● **RECORDS FOR THE EXERCISE**:
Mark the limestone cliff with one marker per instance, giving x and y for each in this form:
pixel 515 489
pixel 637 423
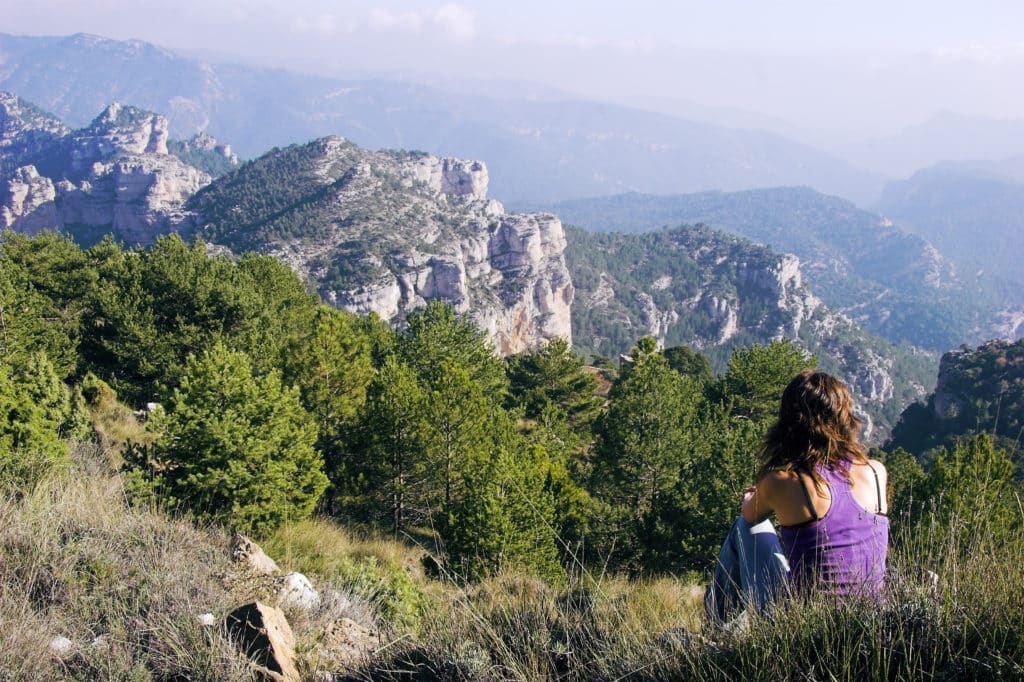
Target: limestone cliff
pixel 114 176
pixel 714 292
pixel 385 231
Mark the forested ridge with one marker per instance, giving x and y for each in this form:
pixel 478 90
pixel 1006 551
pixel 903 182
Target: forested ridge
pixel 225 394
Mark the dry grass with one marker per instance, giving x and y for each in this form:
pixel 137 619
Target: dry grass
pixel 125 586
pixel 969 625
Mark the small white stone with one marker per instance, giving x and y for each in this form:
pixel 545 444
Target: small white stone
pixel 61 645
pixel 298 591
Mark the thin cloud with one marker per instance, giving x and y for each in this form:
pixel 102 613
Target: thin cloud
pixel 451 19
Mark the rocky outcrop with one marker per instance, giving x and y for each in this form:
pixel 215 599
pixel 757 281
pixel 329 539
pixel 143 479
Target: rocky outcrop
pixel 113 176
pixel 711 291
pixel 385 232
pixel 204 141
pixel 117 130
pixel 28 202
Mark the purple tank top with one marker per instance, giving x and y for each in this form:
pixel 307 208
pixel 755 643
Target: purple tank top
pixel 842 553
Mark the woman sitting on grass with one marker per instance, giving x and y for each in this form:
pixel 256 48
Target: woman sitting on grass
pixel 828 499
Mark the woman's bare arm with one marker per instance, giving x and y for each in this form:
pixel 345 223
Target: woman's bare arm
pixel 758 500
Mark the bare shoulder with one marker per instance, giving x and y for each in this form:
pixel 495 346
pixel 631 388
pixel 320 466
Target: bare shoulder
pixel 775 480
pixel 879 469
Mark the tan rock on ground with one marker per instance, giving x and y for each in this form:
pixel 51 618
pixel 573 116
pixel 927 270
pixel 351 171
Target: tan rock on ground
pixel 264 635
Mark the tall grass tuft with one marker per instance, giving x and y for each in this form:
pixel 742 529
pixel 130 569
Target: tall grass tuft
pixel 125 586
pixel 954 609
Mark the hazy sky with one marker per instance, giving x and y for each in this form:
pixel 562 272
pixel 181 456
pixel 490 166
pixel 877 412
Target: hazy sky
pixel 861 66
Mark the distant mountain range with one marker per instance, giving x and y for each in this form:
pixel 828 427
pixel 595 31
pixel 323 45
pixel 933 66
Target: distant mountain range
pixel 541 151
pixel 945 136
pixel 385 231
pixel 974 211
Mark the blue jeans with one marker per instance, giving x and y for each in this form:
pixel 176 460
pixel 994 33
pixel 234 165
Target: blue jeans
pixel 751 572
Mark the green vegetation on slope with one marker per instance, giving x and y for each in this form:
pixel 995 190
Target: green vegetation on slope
pixel 888 280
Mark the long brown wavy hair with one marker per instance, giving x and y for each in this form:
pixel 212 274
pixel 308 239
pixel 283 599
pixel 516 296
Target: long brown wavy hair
pixel 816 425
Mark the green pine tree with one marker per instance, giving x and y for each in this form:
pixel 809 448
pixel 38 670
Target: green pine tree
pixel 236 446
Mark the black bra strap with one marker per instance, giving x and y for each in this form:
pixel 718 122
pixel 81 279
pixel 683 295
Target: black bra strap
pixel 878 489
pixel 807 496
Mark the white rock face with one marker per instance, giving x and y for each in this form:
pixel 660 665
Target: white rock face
pixel 120 177
pixel 118 130
pixel 507 271
pixel 137 197
pixel 454 177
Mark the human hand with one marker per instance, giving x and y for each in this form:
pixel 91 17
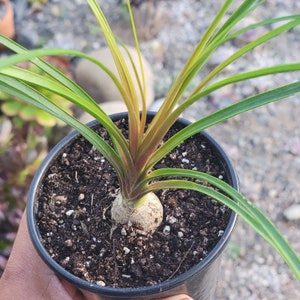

● **WHAT YOU SHOULD DO**: Number each line of the entries, from the very first one through the line containing "pixel 451 19", as a list, and skip any blank lines. Leave the pictures out of your answer.

● **TASK SOLUTION**:
1. Mark the limestone cliff with one marker per instance, giving x and y for each in this form:
2. pixel 515 489
3. pixel 637 423
4. Target: limestone cliff
5. pixel 114 176
6. pixel 714 292
7. pixel 385 231
8. Mark the forested ridge with one marker per instance, giving x and y for each in this form:
9. pixel 478 90
10. pixel 1006 551
11. pixel 903 182
12. Target: forested ridge
13. pixel 225 394
14. Mark the dry grass with one marker per instance, giving x and y for each in this form:
15. pixel 137 619
16. Target: dry grass
17. pixel 125 586
18. pixel 969 625
19. Mark the small white stone with one marker per instance, giving x and y for each in this form:
20. pixel 545 444
21. Target: small white stone
22. pixel 61 645
23. pixel 298 591
24. Mark the thin cloud with one marker per instance, giving x and y for each in this form:
25. pixel 102 613
26. Target: thin cloud
27. pixel 451 19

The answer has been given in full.